- [TASK DIRECTIONS]: Write out every line of the records below exactly, leaving out the pictures.
++++ GIVEN INFORMATION ++++
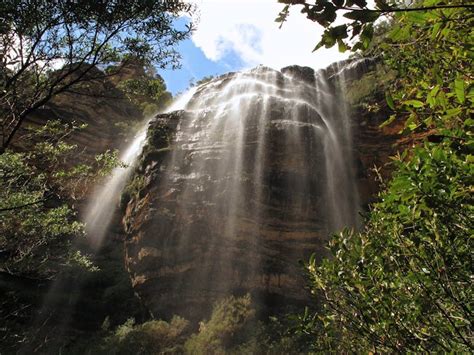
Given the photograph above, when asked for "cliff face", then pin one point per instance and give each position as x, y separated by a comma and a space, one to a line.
180, 259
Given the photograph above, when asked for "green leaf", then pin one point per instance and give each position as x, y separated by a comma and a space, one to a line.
413, 103
387, 122
341, 46
389, 100
362, 15
459, 89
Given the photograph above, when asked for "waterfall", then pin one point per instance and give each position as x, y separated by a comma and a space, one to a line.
102, 206
259, 174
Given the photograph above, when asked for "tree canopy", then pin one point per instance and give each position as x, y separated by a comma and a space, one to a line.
404, 282
49, 46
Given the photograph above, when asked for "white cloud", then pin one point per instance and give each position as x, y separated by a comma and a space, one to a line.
248, 28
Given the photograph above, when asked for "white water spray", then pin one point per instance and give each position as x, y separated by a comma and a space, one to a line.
101, 208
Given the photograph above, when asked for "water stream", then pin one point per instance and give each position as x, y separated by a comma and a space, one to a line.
259, 174
103, 204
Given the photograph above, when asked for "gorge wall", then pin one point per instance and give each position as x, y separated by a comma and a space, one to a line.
230, 193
++++
- [RESULT FOR THIS EXERCISE]:
Given the photograph above, when asked for "cliff face", then pin one point per instance and give each position as x, y separated by a comma and a space, one to a line.
180, 259
Given the photograph above, when asked for "green leaf", then pin one point per instance and give each position as x, y separated by a comma and a space, one to a line.
413, 103
387, 122
341, 46
389, 100
362, 15
459, 89
Given the photograph above, when asked for "waterfall", then pin one point per instance and give each position as x, y separated by a comma and a space, one to a line.
102, 206
259, 174
Given the photograph above, when asked for "tree canopy", then pin one point per instance and give each position as x, y separated by a comma and a space, one to a line.
404, 282
49, 46
Given the photograph above, when asked for "white cloud", then pin one point per instance and give each position as x, y separated by a comma and a space, one to a line.
248, 28
Given the photograph above, when asked for "white water spray", then pin one point per instance and give each position as x, y separated by a comma and a space, one to a line.
101, 208
Given the photograph above, when asked for "water stream", then pin one point per instance and give each position as x, y separated by a comma and a space, one to a line.
259, 174
103, 204
Given the photograph above, when asked for "gorge wall", then pin one point per instance and give each position as x, y separated by a comma and a space, one to a line.
230, 193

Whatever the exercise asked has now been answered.